● Text segment:
--

Documentation of documentation and how to write it

1 - Get started

Get started writing documentation locally

All of Dolittles documentation is open-source and hosted on GitHub.

Add a new repository to the main Documentation repository

This guide teaches you how to add a new repository to the Dolittle documentation structure.

Start by cloning the Documentation repository:

$ git clone https://github.com/dolittle/documentation

Put your documentation in markdown files under the Source/content folder. You can also add images and other assets in the same folder. Please consult the writing guide for more information on how to write documentation.

Writing

All documentation is written in markdown following the GitHub flavor.

Markdown can be written using simple text editors (Pico, Nano, Notepad), but more thorough editors like Visual Studio Code or Sublime Text are highly recommended. VSCode also has a markdown preview feature.

--

● Items:
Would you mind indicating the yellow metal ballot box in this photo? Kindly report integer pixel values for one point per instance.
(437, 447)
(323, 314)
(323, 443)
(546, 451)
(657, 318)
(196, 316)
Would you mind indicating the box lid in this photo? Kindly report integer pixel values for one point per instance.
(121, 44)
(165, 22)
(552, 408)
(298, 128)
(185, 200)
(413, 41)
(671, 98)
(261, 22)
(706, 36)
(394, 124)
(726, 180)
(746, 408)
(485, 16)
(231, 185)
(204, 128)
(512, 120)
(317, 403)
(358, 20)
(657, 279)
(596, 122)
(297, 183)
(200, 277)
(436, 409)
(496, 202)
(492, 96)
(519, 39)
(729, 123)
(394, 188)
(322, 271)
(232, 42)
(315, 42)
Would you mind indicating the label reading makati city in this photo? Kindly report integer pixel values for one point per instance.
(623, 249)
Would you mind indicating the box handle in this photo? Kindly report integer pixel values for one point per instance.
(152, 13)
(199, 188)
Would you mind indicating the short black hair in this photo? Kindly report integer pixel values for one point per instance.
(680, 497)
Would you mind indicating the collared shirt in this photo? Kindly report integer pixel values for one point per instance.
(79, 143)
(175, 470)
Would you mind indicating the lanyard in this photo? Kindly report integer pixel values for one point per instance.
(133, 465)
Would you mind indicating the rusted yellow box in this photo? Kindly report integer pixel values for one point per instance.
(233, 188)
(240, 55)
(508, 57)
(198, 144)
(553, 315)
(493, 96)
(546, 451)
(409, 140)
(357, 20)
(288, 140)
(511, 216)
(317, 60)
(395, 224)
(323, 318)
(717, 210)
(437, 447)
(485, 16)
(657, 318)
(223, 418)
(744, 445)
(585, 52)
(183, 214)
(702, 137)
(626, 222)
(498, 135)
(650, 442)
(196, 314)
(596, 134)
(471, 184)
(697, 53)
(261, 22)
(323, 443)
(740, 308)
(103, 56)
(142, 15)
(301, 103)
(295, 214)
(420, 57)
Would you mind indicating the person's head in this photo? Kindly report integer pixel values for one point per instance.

--

● Actions to take:
[1] Does each statement agree with the documentation guide? Answer yes or no, and quote the words that decide it: (a) The documentation is hosted on GitHub. (b) Documentation goes in markdown files under the Source/images folder. (c) Simple text editors are highly recommended over more thorough ones.
[2] Replace "Kindly" with "Please" in everything from the entry line containing "Would you mind indicating the lanyard" down to the end of the entries. Give only those lines.
The documentation guide and the entries are unrelated material.

● Correct answers:
[1]
(a) Yes: "All of Dolittles documentation is open-source and hosted on GitHub."
(b) No: "Put your documentation in markdown files under the Source/content folder."
(c) No: "more thorough editors like Visual Studio Code or Sublime Text are highly recommended."

[2]
Would you mind indicating the lanyard in this photo? Please report integer pixel values for one point per instance.
(133, 465)
Would you mind indicating the rusted yellow box in this photo? Please report integer pixel values for one point per instance.
(233, 188)
(240, 55)
(508, 57)
(198, 144)
(553, 315)
(493, 96)
(546, 451)
(409, 140)
(357, 20)
(288, 140)
(511, 216)
(317, 60)
(395, 224)
(323, 318)
(717, 210)
(437, 447)
(485, 16)
(657, 318)
(223, 418)
(744, 445)
(585, 52)
(183, 214)
(702, 137)
(626, 222)
(498, 135)
(650, 442)
(196, 314)
(596, 134)
(471, 184)
(697, 53)
(261, 22)
(323, 443)
(740, 308)
(103, 56)
(142, 15)
(301, 103)
(295, 214)
(420, 57)
Would you mind indicating the person's head in this photo? Please report integer pixel values for one point per instance.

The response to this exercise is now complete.